THE REQUEST:
Render the listing below, from the line containing "of the helicopter" through the line containing "[[413, 236]]", as a JSON list of strings with one string per line and no blank lines. Omit the pictures from your answer.

DATA FOR THIS TASK:
= = = = =

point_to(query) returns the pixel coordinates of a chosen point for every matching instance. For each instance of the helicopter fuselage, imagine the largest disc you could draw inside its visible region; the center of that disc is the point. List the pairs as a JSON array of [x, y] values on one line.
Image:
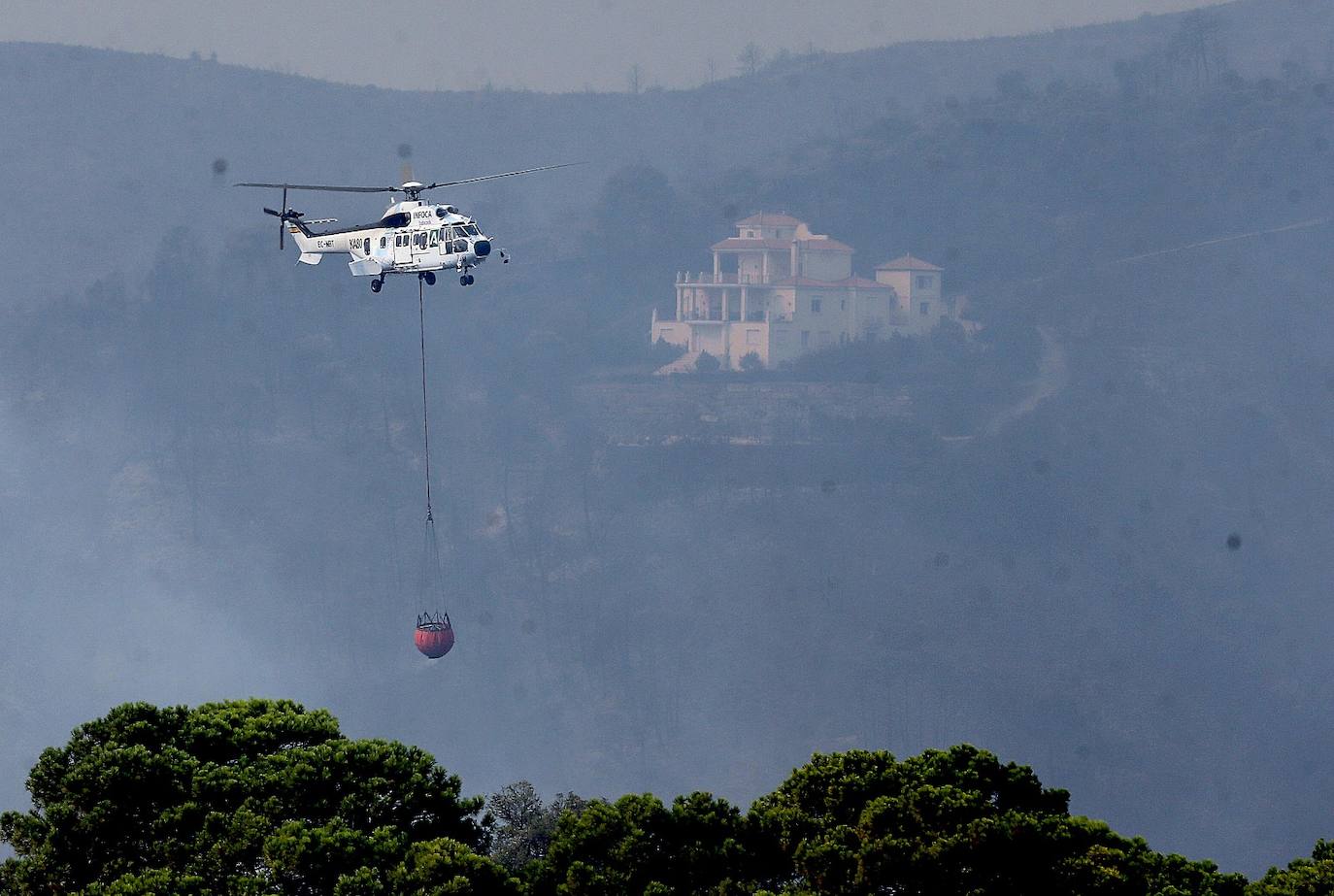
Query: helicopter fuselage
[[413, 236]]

= = = = =

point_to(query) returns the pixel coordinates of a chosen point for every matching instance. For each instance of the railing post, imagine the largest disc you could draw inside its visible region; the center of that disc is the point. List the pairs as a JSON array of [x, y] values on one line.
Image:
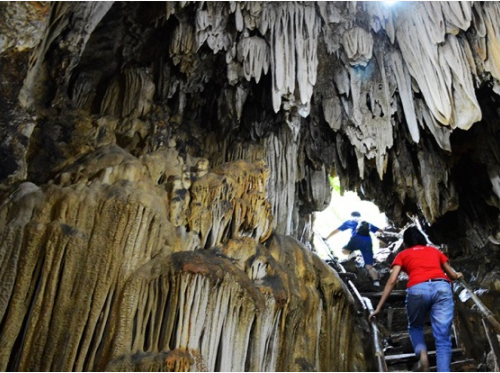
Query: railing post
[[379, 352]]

= = = = =

REPLY:
[
  "point_to(query) returns the pixel coordinates of a chosen point for every matching instance. For each instance of the helicopter fuselage, imagine the largest disc you could draw inside its visible region; the center of that disc is the point. List the pairs as a JSON array of [x, y] values on one line.",
  "Image:",
  "Query: helicopter fuselage",
  "[[413, 236]]"
]